_The problem_:
Give everything from the start of the material below down to and including the line containing "Query: forest floor" as a numbered list, leaving out any blank lines.
━━ Task inputs
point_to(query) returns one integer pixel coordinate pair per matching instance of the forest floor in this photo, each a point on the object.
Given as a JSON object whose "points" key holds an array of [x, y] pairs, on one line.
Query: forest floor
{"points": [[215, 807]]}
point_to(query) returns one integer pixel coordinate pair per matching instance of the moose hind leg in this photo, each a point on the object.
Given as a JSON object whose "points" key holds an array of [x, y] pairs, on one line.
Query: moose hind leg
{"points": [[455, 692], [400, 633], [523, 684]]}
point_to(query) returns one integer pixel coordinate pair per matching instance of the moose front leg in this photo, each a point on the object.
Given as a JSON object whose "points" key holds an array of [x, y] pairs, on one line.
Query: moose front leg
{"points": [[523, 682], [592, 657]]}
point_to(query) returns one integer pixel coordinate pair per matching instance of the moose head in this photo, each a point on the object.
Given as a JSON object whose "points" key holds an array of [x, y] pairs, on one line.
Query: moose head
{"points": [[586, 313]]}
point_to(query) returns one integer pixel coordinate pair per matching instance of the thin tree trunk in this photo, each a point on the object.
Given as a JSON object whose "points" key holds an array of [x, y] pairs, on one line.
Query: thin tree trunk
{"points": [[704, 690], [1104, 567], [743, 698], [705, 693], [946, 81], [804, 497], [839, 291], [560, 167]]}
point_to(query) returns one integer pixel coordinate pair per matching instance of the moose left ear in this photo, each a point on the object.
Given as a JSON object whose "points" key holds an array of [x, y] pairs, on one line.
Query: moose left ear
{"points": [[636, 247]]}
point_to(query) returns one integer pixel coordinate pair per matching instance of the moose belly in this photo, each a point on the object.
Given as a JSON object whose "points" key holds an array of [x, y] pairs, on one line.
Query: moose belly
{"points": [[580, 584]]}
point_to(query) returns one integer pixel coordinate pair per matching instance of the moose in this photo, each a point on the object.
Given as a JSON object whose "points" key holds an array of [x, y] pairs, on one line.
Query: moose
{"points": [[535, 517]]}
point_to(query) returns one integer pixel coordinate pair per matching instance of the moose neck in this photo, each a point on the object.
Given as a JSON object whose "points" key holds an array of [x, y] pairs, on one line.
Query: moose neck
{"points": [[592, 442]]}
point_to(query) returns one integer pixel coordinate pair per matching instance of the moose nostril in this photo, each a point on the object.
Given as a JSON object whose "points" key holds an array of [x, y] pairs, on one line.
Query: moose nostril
━━━━
_Task solution_:
1. point_to(query) returns one integer pixel coordinate pair per matching instance of the forest floor in this photo, each a point on the object.
2. Given as a JSON object whose "points" key holds an array of [x, y] pairs, on one line.
3. Query: forest floor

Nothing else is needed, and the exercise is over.